» **Исходный текст**
>>

Мне уже не терпится приступить к самому главному, к самой сути того послания, которое французы должны ныне адресовать тем людям, кого их культурная традиция защищает гораздо меньше, чем нас, французов, от некоторых ошибок (французы и сами смогут освободиться от них лишь ценой упорных усилий). Да, в наше время даже элементарное мыслительное усилие с каждым днем становится все более трудным делом, поскольку формирующийся на глазах концлагерный мир, в котором нам приходится жить, вынуждает нас к массовидному мышлению, и все это благодаря фантастическому развитию той самой пропаганды, перед лицом которой свободная мысль оказывается в ситуации, сходной с беспомощностью скромнейшего ремесленника перед лицом крупной промышленности. Да, если мы не примем никаких предупредительных мер, настанет время, когда претензия человека на свободу мышления покажется чем-то не менее абсурдным, нежели иллюзия какого-нибудь наивного автомеханика, который принялся бы пытаться вручную изготовлять автомобили с целью составить конкуренцию господину Форду. Причины, кстати, в обоих случаях одни и те же. Ведь свобода мышления стоит чрезвычайно дорого, а в некоторых странах она вообще бесценна — она стоит человеческой жизни.

<<

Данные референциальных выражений
>>

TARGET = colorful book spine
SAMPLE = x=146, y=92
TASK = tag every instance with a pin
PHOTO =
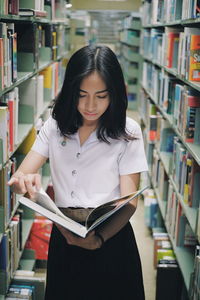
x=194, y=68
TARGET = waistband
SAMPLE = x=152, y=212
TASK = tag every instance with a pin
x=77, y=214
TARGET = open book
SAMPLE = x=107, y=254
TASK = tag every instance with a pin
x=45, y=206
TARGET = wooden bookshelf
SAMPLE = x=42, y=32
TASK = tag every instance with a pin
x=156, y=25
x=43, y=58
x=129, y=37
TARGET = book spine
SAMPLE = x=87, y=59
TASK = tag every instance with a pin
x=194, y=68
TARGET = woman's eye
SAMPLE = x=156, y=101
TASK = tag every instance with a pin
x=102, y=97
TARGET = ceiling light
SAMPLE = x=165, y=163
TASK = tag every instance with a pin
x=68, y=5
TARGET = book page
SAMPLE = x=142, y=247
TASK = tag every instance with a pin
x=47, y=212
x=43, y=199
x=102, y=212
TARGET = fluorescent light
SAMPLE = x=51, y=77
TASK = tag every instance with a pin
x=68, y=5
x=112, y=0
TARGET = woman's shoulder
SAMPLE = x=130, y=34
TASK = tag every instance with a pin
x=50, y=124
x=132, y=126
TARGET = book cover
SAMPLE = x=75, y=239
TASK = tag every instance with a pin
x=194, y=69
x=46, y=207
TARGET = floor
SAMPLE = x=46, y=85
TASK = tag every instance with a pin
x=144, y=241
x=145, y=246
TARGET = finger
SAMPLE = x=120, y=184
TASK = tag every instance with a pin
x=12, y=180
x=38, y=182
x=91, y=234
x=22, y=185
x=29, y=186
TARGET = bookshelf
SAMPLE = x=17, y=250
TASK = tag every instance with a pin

<<

» **Задание**
Ответьте на вопросы по тексту о свободе мышления.
(a) С чьей беспомощностью перед крупной промышленностью сравнивается положение свободной мысли перед пропагандой?
(b) Кому пытался бы составить конкуренцию наивный автомеханик, изготовляющий автомобили вручную?
(c) Чего стоит свобода мышления в некоторых странах?

» **Ответ**
(a) С беспомощностью скромнейшего ремесленника.
(b) Господину Форду.
(c) Человеческой жизни.